[Point labels for objects]
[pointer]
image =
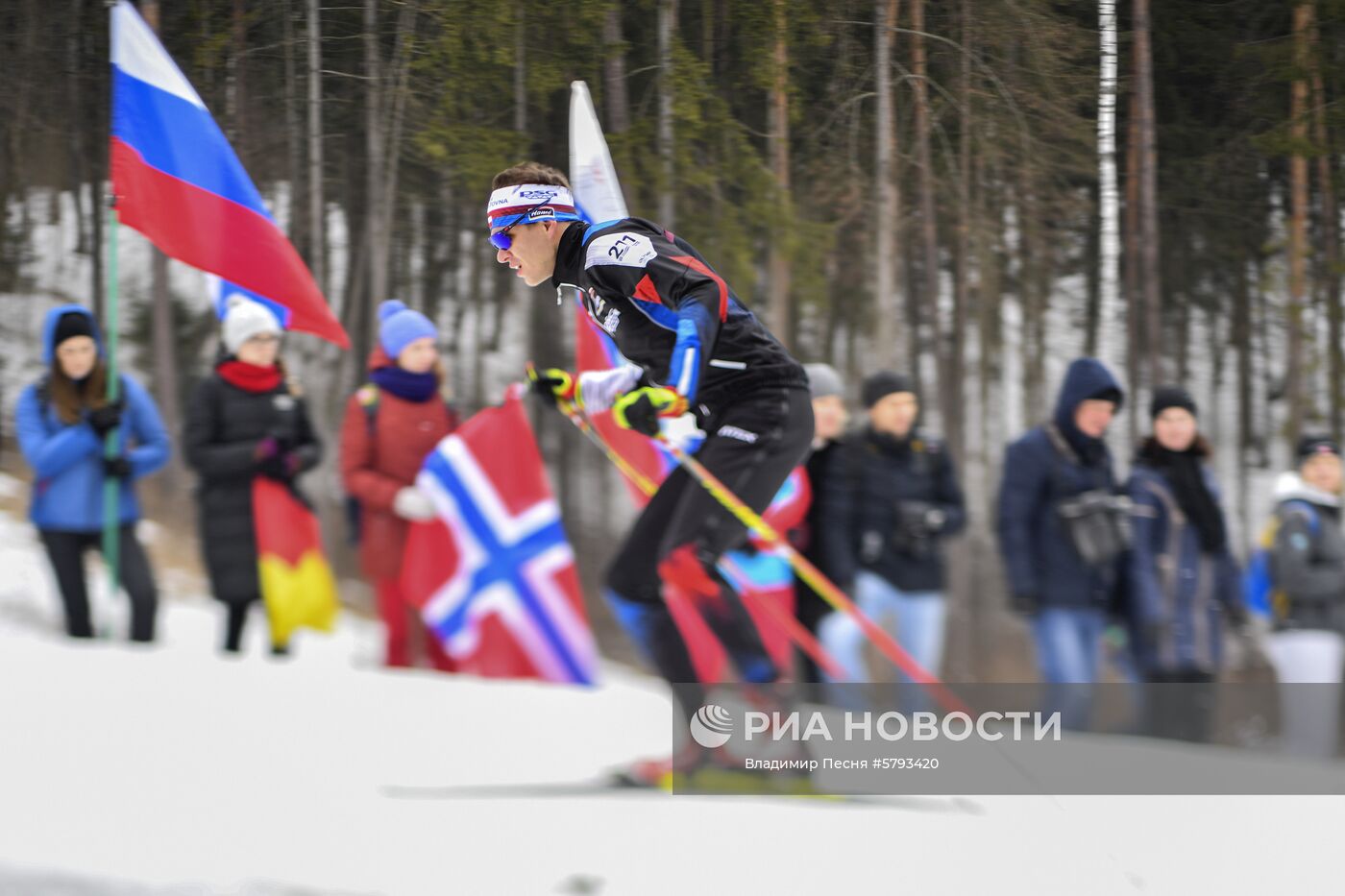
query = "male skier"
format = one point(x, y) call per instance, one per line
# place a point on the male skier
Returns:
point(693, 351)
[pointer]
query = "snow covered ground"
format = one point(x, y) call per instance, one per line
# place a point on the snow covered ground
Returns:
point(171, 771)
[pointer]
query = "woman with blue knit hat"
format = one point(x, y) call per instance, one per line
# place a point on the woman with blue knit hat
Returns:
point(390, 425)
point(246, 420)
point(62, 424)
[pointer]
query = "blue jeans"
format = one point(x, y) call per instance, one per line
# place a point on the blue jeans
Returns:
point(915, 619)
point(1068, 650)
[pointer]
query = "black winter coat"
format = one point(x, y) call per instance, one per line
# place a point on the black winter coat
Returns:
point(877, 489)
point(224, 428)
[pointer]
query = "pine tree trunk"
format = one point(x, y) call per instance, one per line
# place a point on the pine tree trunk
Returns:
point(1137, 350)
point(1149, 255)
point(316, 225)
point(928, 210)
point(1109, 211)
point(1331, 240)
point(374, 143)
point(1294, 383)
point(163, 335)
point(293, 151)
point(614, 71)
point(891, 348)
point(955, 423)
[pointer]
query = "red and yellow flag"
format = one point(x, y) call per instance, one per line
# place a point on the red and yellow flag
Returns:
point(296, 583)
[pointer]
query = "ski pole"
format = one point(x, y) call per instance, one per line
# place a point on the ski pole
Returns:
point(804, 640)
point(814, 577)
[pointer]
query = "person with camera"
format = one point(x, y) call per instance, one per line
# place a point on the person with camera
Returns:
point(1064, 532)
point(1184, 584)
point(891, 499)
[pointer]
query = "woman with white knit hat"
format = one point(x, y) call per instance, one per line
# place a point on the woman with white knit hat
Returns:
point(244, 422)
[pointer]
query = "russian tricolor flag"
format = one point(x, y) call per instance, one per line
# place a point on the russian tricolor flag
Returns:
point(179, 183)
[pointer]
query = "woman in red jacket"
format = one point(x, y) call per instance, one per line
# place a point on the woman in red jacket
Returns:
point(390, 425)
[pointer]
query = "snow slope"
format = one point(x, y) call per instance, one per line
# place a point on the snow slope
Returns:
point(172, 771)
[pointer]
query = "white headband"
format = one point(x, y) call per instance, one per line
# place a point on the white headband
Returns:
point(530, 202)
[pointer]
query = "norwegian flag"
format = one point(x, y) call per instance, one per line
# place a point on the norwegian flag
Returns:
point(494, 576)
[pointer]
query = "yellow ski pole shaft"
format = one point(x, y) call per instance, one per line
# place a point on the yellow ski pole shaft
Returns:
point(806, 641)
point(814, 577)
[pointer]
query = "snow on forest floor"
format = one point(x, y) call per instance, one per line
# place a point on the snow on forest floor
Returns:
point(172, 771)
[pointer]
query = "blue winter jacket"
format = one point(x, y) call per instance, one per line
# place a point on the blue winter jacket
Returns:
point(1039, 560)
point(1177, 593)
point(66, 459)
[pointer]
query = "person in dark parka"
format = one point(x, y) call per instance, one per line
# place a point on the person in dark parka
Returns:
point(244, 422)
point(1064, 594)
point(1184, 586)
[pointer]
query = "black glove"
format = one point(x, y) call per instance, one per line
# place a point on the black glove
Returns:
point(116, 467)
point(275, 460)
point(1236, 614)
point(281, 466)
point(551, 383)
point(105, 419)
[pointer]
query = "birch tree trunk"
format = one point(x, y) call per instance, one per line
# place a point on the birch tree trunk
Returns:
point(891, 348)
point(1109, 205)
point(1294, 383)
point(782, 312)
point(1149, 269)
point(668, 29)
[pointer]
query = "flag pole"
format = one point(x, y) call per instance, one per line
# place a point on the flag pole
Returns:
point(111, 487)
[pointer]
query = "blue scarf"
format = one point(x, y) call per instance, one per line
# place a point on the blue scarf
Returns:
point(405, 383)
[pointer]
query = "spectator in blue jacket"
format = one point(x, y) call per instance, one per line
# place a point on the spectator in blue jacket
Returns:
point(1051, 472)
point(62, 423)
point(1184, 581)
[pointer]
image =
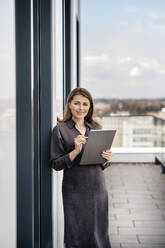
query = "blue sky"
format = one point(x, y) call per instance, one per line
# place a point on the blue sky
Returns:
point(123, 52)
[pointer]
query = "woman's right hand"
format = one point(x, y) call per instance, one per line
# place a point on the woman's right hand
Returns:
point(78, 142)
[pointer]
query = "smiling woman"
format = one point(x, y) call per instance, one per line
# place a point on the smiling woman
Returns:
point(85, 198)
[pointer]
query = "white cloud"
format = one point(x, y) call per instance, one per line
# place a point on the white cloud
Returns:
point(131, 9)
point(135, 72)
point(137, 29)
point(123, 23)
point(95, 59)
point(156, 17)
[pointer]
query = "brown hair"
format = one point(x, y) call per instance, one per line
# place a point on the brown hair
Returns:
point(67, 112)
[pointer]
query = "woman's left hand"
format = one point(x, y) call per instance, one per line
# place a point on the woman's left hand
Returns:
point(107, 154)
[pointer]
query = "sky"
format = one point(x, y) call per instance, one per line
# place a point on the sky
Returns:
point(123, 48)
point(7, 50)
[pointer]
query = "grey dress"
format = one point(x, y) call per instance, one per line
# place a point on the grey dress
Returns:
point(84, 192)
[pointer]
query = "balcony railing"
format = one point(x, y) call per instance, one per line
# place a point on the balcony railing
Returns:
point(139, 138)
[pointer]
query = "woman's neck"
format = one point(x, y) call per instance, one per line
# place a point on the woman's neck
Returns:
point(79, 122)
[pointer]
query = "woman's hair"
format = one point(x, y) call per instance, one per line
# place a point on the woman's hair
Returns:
--
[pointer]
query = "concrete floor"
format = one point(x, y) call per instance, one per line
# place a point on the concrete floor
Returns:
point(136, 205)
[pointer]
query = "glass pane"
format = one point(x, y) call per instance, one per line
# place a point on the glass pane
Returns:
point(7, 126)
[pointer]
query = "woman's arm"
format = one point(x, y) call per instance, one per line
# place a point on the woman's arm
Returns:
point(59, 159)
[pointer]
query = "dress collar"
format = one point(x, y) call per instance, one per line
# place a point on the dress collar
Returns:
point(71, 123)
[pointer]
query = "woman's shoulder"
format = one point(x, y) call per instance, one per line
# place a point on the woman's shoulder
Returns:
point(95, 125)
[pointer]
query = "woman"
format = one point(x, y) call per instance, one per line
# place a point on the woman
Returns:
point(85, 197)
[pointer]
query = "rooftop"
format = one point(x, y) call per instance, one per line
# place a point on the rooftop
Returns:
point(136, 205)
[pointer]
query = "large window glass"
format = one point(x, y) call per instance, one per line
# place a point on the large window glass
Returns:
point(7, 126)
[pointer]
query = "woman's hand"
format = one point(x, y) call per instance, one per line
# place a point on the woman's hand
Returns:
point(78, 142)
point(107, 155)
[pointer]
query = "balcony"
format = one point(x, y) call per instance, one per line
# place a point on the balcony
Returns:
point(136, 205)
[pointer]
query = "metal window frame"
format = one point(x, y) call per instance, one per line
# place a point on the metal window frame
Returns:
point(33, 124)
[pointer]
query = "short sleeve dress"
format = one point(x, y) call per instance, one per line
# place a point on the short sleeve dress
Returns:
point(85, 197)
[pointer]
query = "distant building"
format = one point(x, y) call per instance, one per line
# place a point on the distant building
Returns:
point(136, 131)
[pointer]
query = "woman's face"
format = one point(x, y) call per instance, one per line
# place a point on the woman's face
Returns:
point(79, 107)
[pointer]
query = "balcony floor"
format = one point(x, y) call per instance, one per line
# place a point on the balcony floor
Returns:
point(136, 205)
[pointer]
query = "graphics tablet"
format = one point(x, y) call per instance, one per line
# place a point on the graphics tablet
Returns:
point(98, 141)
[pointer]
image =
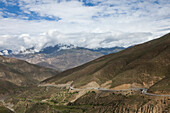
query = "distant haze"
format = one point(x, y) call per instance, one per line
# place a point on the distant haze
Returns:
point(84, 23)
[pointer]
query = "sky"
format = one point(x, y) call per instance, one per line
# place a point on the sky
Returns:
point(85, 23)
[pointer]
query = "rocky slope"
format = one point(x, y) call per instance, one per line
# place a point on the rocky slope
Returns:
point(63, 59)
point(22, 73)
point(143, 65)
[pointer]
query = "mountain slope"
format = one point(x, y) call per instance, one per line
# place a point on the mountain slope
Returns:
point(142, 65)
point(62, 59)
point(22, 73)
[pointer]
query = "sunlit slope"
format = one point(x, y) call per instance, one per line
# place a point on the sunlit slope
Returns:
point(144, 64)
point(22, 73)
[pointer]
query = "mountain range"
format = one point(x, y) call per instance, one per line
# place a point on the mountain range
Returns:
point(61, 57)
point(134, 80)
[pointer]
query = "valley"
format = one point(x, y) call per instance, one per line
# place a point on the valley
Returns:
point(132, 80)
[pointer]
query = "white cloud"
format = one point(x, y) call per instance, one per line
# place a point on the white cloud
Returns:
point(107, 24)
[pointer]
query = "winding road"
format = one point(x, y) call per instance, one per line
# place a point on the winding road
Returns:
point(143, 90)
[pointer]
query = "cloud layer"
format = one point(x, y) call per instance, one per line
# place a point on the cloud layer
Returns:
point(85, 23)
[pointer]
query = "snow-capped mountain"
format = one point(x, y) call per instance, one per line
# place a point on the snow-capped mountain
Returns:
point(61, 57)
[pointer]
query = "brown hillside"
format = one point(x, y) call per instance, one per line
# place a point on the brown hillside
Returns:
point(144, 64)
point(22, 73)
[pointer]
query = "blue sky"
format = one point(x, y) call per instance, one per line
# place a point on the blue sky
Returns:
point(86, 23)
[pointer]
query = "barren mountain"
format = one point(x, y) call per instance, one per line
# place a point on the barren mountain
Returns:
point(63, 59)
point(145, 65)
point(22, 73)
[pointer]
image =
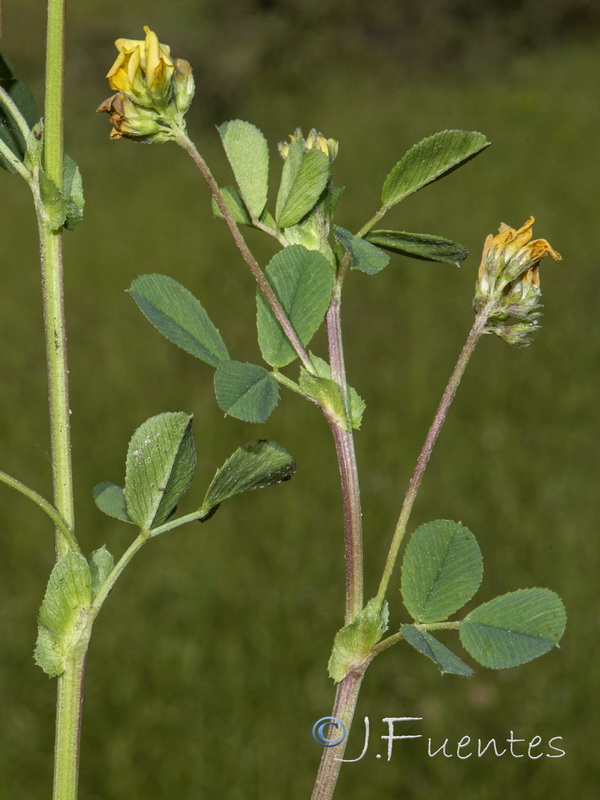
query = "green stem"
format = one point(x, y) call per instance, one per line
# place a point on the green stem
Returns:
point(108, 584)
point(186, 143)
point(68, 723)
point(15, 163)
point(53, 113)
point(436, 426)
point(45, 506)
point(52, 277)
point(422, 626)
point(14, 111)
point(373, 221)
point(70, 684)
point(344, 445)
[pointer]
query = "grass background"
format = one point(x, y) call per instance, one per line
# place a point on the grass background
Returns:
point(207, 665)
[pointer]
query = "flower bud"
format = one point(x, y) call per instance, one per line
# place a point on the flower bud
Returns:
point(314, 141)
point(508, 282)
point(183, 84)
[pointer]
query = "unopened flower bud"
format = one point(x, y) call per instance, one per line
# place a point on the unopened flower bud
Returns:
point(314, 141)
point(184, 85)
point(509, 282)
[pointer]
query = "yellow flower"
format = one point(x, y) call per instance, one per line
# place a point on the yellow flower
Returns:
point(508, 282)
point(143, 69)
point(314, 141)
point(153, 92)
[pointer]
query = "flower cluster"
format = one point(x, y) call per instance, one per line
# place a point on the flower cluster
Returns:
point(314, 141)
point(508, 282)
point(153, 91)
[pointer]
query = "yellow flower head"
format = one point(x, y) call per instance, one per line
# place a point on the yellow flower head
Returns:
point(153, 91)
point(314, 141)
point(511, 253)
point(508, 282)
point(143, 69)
* * *
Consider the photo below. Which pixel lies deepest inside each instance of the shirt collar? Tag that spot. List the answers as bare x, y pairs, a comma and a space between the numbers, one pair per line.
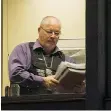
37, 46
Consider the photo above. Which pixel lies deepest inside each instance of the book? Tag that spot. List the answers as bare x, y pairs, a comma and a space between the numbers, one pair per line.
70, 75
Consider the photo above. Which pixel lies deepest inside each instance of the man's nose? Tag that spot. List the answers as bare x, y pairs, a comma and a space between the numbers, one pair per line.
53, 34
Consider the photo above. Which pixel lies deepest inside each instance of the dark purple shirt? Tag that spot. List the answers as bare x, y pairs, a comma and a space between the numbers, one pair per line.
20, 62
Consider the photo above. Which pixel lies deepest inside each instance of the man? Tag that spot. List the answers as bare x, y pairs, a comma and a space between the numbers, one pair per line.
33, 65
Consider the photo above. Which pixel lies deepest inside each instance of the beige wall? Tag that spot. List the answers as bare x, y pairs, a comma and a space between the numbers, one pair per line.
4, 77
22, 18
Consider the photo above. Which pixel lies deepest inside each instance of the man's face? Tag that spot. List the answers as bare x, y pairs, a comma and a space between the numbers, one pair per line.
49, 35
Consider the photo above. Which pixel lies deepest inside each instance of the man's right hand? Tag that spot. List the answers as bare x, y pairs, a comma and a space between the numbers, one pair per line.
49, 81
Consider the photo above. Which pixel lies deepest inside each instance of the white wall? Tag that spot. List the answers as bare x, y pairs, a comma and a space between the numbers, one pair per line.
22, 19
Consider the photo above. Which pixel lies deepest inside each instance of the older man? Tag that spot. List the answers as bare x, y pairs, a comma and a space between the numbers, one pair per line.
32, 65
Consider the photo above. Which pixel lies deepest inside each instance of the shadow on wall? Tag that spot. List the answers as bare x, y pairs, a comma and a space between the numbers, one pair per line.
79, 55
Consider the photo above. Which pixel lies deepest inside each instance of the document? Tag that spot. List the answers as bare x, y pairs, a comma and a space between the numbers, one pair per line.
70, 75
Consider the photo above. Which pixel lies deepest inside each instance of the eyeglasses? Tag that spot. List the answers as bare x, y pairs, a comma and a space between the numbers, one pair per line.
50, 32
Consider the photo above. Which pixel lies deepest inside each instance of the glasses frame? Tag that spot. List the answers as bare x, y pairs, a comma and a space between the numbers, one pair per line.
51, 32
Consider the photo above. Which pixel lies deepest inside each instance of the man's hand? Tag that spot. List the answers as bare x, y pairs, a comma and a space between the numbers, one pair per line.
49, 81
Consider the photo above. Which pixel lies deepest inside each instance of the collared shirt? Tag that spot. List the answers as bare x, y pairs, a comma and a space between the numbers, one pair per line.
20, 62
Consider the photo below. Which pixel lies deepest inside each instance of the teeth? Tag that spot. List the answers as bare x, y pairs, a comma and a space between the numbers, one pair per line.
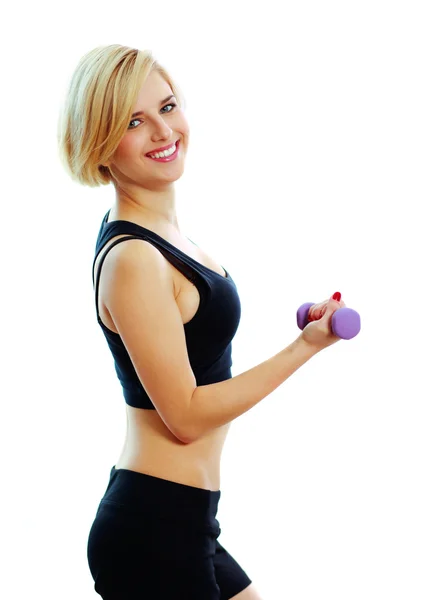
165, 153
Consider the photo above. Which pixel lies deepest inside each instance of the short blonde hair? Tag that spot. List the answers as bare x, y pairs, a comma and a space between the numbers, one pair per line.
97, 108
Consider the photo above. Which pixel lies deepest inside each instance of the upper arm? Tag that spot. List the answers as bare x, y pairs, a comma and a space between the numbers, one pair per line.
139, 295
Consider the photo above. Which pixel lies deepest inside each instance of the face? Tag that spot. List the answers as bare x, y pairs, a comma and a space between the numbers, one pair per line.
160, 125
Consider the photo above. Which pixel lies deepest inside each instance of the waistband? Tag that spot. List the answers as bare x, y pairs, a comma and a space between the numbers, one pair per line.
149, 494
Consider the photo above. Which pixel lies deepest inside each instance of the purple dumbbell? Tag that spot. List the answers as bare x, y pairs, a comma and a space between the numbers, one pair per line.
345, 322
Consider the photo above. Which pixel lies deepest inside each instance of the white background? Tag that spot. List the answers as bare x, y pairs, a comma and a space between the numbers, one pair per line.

**Exercise:** Can you identify every line of the data above that contains the word "male" and copy each of those lines in full?

**Exercise output:**
query = "male skier"
# place a point on the male skier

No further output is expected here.